> [EXERCISE INSTRUCTIONS]:
Only one stretch of the listing below is wanted. Begin at the line that has "of the concrete", stop after the line that has "the bus grille.", and repeat every line in between exactly.

--------------------

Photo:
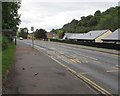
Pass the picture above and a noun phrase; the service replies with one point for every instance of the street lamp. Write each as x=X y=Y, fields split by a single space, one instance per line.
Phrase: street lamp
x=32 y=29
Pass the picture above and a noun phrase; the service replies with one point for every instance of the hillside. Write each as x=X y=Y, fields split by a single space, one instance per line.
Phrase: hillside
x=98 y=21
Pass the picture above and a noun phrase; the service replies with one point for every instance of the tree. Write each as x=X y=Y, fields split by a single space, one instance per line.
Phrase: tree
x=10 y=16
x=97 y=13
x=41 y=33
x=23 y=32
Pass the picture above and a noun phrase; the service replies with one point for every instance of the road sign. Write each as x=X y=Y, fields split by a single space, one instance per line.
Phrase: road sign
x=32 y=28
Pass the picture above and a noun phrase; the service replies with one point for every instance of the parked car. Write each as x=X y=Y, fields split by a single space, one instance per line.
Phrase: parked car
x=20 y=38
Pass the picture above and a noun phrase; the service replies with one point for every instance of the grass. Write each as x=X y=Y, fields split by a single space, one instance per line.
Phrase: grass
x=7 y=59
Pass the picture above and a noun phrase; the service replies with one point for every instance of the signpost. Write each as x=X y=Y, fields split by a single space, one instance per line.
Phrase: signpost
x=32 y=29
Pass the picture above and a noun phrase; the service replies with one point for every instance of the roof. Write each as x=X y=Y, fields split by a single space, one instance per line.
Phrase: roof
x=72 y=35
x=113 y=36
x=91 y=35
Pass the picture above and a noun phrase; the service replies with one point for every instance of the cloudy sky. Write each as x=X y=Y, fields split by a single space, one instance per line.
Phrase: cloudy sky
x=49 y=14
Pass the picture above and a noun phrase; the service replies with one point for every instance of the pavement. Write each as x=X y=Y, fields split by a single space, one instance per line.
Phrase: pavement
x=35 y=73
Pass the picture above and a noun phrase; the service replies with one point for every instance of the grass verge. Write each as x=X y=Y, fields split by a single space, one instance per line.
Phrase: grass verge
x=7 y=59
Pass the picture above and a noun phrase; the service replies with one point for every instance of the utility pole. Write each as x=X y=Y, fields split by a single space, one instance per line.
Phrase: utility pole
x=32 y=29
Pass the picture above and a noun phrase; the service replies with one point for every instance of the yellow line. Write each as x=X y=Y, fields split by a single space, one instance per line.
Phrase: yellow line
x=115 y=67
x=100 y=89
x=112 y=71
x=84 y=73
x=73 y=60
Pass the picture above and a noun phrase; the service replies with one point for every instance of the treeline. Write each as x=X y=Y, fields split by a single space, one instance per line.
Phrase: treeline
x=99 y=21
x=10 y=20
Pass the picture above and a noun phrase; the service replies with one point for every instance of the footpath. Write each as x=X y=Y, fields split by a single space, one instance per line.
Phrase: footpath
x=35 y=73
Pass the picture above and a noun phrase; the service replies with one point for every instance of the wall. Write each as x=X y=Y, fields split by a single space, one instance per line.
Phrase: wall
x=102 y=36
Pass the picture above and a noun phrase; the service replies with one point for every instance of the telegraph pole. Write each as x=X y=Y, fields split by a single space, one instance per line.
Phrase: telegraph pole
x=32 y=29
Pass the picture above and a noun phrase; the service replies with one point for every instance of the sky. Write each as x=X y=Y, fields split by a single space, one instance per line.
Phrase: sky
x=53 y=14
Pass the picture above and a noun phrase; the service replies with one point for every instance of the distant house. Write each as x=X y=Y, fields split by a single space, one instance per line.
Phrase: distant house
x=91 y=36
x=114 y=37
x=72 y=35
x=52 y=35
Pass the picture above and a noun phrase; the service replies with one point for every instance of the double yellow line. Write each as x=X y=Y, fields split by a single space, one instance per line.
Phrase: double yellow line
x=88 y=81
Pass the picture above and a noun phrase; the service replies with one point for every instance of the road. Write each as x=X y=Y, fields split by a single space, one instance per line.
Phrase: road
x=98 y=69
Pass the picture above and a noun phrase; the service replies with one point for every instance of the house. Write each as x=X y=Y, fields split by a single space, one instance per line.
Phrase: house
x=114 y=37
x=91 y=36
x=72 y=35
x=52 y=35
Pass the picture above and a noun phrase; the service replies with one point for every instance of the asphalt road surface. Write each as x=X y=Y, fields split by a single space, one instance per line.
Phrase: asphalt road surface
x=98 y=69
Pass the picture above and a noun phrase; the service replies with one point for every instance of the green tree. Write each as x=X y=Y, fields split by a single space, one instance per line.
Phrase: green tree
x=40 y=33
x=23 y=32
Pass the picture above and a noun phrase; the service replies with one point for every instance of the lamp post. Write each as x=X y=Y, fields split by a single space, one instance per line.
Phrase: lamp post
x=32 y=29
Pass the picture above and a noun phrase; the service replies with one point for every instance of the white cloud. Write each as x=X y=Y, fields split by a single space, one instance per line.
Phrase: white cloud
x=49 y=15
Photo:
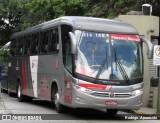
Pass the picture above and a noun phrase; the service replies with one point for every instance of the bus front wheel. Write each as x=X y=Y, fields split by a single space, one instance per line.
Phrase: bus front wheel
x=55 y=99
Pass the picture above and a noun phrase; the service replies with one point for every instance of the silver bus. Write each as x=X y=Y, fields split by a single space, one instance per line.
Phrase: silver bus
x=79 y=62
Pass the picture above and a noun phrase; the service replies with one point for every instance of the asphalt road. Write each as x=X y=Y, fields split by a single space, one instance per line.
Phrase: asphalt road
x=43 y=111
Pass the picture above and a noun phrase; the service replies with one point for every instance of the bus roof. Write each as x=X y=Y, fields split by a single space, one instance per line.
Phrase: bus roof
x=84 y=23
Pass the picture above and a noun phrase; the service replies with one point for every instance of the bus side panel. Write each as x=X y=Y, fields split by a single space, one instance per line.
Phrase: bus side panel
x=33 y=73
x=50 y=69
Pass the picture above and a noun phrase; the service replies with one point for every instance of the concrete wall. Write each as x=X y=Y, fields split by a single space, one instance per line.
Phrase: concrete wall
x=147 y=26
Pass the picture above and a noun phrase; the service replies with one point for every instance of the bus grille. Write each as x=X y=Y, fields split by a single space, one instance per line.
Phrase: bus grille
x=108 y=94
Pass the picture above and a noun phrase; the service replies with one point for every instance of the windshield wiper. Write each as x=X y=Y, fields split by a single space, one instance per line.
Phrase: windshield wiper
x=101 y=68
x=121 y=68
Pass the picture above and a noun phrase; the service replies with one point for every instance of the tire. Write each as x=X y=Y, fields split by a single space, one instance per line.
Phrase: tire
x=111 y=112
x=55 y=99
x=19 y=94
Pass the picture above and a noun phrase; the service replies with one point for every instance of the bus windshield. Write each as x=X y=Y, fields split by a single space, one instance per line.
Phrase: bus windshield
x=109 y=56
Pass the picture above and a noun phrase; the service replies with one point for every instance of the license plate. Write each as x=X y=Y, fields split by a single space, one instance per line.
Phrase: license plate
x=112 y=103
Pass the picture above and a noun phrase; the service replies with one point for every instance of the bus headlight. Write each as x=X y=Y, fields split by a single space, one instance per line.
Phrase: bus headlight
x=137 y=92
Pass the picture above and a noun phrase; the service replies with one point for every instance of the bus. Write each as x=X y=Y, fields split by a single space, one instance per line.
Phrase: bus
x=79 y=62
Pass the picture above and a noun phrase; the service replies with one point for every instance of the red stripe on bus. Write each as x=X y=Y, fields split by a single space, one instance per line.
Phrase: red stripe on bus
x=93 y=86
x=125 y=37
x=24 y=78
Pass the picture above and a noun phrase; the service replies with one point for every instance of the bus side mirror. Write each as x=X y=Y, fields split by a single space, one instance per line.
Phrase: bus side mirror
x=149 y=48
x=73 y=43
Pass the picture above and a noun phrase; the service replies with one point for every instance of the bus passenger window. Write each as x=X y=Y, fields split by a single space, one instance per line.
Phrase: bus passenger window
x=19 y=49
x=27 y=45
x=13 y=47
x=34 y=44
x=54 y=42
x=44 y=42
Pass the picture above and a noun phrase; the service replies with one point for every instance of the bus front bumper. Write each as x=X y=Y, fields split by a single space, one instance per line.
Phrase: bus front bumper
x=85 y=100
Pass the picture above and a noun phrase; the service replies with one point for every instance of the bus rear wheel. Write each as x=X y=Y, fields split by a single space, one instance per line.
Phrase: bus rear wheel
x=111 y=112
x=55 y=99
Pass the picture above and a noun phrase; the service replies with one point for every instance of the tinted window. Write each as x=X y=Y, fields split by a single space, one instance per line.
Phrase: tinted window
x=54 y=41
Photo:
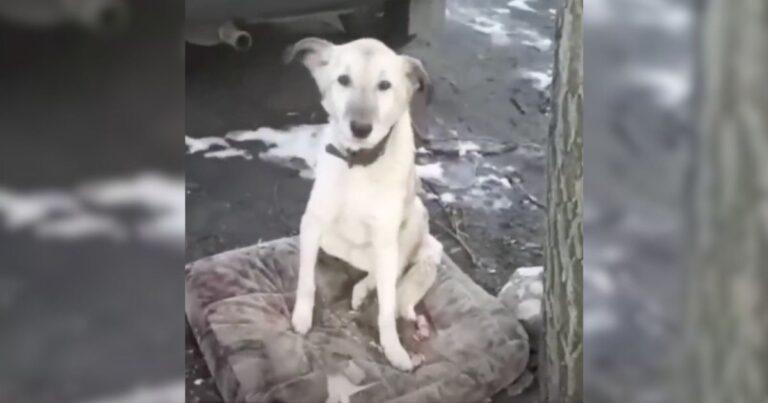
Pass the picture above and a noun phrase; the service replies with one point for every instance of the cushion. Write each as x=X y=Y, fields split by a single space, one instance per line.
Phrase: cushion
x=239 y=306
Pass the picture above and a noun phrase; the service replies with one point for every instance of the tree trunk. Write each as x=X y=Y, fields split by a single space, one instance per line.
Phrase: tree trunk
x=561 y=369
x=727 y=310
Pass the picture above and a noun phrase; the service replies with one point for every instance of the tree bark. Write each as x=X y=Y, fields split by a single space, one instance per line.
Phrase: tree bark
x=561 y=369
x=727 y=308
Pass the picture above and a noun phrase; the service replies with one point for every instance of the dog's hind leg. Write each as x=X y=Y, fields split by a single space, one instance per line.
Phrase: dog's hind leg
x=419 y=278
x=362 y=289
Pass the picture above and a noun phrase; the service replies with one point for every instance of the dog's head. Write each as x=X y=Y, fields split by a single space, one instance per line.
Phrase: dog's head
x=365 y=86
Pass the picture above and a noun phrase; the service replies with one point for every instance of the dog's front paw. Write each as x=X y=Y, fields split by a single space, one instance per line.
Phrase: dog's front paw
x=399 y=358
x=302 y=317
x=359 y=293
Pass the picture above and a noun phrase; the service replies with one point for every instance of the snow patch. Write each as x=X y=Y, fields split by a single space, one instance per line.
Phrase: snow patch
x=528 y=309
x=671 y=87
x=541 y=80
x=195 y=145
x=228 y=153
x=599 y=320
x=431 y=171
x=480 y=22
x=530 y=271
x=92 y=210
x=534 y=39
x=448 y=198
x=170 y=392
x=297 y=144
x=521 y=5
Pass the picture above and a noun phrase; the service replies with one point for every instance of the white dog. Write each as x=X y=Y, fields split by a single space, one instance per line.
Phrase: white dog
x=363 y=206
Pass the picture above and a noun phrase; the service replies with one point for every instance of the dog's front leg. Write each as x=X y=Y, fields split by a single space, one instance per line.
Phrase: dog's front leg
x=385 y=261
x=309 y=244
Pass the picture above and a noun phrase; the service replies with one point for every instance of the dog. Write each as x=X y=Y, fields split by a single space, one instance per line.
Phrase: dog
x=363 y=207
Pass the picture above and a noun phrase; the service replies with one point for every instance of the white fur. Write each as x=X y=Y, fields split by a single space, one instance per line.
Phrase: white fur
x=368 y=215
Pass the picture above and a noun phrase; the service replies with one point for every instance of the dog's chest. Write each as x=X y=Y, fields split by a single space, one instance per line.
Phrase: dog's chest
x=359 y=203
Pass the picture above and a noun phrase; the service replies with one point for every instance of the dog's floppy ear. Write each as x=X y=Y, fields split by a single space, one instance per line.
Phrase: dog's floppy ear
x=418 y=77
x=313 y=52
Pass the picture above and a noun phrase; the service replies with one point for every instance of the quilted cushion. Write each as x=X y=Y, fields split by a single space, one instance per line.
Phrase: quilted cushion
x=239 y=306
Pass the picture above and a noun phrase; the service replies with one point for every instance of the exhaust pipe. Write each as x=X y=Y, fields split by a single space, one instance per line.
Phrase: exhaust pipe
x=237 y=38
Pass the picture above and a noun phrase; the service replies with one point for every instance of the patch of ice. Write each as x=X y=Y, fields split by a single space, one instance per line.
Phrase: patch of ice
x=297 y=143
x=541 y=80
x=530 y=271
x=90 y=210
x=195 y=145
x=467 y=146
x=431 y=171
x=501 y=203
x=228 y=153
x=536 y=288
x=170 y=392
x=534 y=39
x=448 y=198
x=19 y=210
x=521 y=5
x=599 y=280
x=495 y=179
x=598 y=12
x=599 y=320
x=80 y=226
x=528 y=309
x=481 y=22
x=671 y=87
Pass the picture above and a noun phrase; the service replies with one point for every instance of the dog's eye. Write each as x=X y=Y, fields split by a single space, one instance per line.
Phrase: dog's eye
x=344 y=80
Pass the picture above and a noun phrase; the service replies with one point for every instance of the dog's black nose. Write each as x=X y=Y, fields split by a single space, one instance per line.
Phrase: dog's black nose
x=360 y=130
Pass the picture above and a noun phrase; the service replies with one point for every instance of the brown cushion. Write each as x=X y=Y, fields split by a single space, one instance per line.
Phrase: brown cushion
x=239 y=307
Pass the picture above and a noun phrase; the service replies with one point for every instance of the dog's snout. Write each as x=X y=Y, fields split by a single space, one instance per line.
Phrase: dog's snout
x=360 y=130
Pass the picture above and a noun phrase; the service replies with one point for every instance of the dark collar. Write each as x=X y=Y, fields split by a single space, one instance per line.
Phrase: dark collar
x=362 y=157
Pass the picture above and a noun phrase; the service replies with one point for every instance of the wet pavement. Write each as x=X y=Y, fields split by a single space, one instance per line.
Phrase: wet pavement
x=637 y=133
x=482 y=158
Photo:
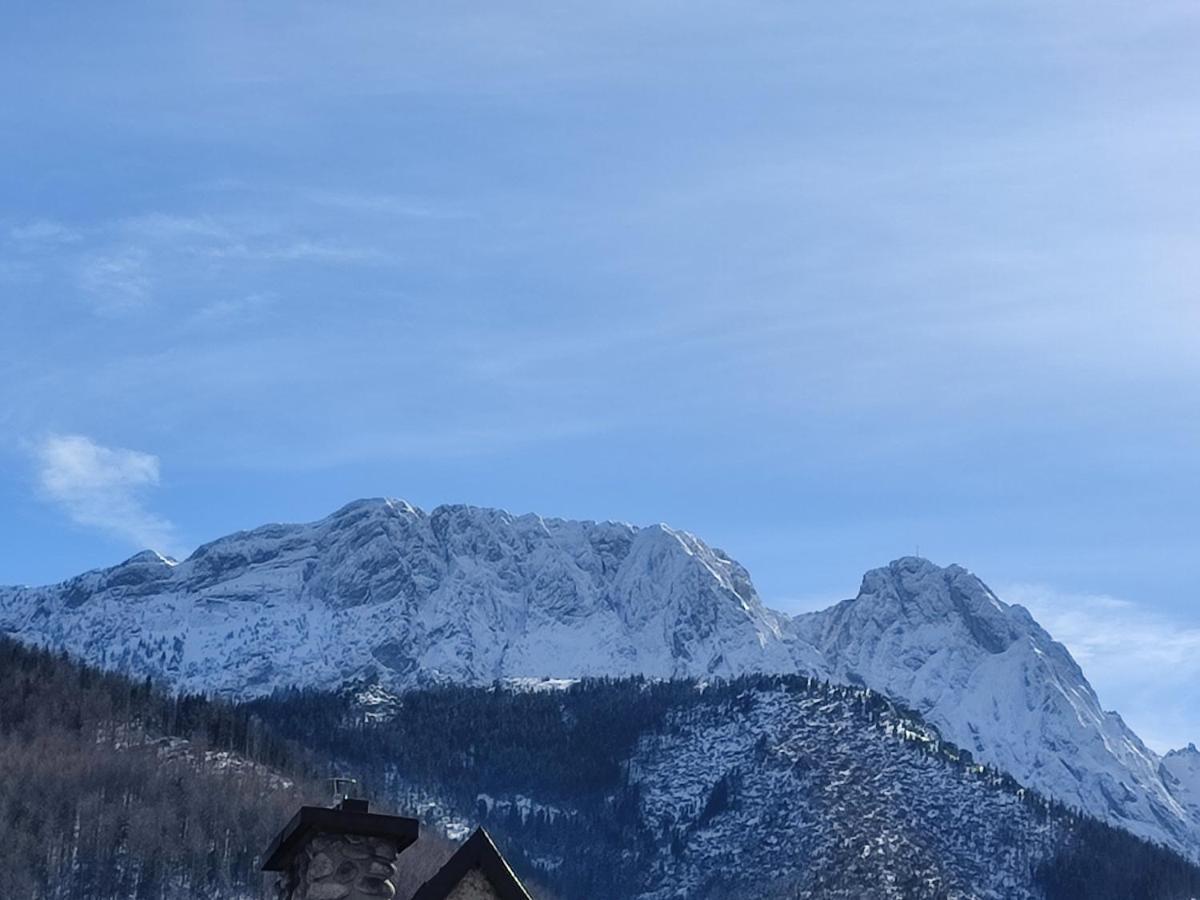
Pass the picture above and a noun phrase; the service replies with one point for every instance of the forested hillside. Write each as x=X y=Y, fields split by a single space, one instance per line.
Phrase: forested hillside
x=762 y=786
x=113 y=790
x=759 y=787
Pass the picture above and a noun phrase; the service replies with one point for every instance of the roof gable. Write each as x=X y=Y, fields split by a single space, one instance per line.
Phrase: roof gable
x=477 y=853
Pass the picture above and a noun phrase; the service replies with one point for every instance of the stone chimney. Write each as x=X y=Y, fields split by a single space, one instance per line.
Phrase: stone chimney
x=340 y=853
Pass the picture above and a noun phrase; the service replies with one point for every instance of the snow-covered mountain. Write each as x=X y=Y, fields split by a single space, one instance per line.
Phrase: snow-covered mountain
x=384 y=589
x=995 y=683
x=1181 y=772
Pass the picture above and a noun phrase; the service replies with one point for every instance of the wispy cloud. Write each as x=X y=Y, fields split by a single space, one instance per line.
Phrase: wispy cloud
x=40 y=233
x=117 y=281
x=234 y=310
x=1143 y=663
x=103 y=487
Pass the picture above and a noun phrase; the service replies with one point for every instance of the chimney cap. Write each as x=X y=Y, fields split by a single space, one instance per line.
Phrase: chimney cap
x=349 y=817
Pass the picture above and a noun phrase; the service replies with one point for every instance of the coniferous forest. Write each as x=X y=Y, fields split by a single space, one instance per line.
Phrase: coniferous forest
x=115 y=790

--------------------

> [WRITTEN RESPONSE]:
Pass the picture above and a noun phrase; the service replies with one point for every instance of the concrete wall. Write each as x=X y=Y, fields split by a single space, one instance per line.
Phrase: concrete wall
x=147 y=26
Pass the picture above and a noun phrase; the service replies with one point for every instance of the bus grille. Write each as x=X y=Y, fields split by a single space, one instance per line.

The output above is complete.